[Records]
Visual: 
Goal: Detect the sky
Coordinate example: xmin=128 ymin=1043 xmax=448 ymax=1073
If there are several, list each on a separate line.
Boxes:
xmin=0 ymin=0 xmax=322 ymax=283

[Directive]: Copy the records above line for line, without changing anything.

[Written answer]:
Visual: 
Goal: Detect the sky
Coordinate example: xmin=128 ymin=1043 xmax=448 ymax=1073
If there are several, list each on a separate line.
Boxes:
xmin=0 ymin=0 xmax=322 ymax=283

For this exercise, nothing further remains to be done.